In the passage below about Jacob's family and Balaam, which laws are said to be unable to restrain the final wrath of such evil minds? Name all of them.

### TEXT SECTION
————
In the family of Jacob there was seen all that variety of evil disposition witnessed in later families. There was parental partiality, and filial impiety; there was envy, and jealousy, and pride, and revenge, and vanity, and lust, and deceit, and, finally, all the unhallowed passions, that go to poison the harmony of domestic circles in every country.

In the character of Balaam the false prophet, who pretended a high regard to the divine authority, and a sacred respect to the decisions of conscience, while yet he loved the wages of unrighteousness, and would gladly have permission of Heaven to curse the Lord's people, we have the features of many an evil mind in the present day. Like him, when they cannot do wrong conscientiously, they lay conscience aside, and proceed by the meanest measures to gratify their envy of the Lord's people. Can they bribe Heaven, or force the Bible, or plead the example of the Lord's people, to justify them, they prefer to sin conscientiously, but finally their wrath is too malicious to be restrained by the laws of decency, humanity, or honour.
————
[Dataset items]
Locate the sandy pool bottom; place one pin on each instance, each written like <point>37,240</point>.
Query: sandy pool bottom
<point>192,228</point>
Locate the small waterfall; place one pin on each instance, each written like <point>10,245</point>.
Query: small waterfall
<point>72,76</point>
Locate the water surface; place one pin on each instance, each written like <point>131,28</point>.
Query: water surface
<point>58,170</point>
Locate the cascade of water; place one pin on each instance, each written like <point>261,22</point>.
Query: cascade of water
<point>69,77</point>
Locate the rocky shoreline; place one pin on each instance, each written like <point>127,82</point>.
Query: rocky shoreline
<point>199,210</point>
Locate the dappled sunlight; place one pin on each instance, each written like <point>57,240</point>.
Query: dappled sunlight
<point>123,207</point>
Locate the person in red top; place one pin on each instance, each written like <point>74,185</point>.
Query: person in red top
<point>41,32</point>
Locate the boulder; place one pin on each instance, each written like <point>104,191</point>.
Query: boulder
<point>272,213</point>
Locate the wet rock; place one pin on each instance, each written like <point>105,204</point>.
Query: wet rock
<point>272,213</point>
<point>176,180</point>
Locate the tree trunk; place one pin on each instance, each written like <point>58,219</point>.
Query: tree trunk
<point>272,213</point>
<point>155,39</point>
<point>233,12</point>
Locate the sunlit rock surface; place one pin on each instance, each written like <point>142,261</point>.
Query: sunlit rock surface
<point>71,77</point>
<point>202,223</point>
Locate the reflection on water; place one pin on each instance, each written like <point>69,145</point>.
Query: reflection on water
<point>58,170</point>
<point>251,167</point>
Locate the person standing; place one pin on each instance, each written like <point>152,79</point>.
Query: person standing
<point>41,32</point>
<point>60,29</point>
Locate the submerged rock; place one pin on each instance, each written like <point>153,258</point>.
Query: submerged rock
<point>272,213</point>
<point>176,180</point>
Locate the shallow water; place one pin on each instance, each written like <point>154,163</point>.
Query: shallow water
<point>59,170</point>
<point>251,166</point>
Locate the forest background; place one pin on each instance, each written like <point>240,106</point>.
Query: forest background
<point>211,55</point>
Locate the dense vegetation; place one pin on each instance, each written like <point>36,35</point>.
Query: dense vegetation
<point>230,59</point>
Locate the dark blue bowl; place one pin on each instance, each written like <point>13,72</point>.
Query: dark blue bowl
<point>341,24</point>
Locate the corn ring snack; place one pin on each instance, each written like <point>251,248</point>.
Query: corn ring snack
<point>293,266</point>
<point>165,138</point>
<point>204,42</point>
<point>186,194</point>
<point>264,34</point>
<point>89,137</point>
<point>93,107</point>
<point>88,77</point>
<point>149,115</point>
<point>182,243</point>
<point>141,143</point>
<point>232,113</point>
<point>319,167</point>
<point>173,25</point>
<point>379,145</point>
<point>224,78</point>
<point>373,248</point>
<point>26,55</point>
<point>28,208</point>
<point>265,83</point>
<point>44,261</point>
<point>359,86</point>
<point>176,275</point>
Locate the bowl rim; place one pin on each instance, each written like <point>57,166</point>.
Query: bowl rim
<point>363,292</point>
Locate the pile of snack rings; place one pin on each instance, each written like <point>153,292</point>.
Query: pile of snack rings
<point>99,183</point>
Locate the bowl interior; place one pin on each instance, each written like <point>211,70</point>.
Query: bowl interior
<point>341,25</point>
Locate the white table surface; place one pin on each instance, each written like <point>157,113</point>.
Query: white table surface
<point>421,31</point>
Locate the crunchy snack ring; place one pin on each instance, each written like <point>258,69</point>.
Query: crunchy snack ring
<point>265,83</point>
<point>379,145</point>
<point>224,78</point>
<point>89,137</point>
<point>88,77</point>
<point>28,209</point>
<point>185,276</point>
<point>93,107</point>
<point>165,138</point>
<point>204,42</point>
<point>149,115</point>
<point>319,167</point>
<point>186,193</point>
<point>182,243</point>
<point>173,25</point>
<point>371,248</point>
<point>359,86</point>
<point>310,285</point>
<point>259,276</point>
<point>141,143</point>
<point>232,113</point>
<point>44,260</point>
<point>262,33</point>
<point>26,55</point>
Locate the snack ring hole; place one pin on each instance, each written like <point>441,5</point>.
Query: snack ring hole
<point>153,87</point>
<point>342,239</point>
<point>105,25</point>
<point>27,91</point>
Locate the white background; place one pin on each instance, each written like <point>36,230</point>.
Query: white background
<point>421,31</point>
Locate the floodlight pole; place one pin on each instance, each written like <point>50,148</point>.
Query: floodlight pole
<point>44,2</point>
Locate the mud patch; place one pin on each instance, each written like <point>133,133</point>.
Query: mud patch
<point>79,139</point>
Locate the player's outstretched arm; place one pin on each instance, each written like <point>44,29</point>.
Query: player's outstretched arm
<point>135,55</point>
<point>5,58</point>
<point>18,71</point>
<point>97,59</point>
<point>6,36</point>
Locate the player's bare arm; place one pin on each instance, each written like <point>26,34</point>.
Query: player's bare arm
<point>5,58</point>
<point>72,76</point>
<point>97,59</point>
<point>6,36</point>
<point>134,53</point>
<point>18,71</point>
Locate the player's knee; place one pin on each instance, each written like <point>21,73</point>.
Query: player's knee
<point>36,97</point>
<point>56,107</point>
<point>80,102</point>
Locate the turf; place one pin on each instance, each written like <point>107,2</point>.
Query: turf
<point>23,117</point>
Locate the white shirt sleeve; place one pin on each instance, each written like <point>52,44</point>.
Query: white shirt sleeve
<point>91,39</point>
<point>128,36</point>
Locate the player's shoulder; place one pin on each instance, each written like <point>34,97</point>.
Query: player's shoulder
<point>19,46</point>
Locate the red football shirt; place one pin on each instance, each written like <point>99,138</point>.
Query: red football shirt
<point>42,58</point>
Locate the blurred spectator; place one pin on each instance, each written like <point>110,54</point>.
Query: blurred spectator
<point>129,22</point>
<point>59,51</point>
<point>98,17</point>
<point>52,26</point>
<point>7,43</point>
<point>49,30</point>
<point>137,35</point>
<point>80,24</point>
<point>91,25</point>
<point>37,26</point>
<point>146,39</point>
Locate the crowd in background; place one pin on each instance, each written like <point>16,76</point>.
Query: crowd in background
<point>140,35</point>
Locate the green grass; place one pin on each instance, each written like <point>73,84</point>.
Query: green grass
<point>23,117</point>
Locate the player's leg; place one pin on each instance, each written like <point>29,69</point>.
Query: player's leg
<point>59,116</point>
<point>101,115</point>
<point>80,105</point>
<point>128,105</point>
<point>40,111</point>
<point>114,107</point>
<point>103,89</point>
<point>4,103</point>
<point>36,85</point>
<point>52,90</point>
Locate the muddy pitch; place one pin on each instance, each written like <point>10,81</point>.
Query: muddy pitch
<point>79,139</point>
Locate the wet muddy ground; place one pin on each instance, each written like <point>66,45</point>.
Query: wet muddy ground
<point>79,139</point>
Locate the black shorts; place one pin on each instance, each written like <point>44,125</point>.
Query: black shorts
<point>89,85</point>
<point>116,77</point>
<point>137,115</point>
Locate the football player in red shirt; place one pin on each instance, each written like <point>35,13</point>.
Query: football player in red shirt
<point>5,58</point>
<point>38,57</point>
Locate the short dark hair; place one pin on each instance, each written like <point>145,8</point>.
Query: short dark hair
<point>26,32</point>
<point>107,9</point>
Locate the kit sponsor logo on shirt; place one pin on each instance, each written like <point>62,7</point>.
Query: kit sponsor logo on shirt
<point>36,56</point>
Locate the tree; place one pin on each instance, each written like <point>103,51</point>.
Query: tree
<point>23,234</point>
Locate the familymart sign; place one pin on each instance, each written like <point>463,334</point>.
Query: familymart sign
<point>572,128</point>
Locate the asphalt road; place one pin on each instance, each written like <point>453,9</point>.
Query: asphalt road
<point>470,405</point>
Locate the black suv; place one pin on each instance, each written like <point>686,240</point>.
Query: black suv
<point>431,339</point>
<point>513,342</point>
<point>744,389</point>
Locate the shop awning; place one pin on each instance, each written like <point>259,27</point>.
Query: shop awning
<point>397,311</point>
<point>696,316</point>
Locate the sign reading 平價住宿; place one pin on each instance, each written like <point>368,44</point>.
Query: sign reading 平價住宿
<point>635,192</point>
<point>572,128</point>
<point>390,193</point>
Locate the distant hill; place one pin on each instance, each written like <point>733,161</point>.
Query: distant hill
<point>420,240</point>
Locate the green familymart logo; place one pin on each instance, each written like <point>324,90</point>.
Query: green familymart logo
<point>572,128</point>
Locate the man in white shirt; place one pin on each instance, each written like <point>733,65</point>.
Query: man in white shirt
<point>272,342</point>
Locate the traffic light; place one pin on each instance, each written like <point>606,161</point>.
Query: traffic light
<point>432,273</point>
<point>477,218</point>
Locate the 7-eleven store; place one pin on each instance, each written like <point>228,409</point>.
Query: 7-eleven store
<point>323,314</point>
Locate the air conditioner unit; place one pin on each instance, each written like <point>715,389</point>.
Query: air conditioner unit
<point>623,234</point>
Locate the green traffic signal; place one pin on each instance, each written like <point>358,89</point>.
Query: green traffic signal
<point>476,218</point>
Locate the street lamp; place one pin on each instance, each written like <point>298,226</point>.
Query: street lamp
————
### RESULT OF THE TASK
Decency, humanity, and honour.